Information supplied »
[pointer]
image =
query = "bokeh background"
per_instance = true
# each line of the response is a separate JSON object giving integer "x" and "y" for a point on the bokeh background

Exercise description » The line containing "per_instance = true" and every line after it, through the end of the records above: output exactly those, and nothing else.

Answer section »
per_instance = true
# each line of the response is a separate JSON object giving integer "x" and "y" for a point on the bokeh background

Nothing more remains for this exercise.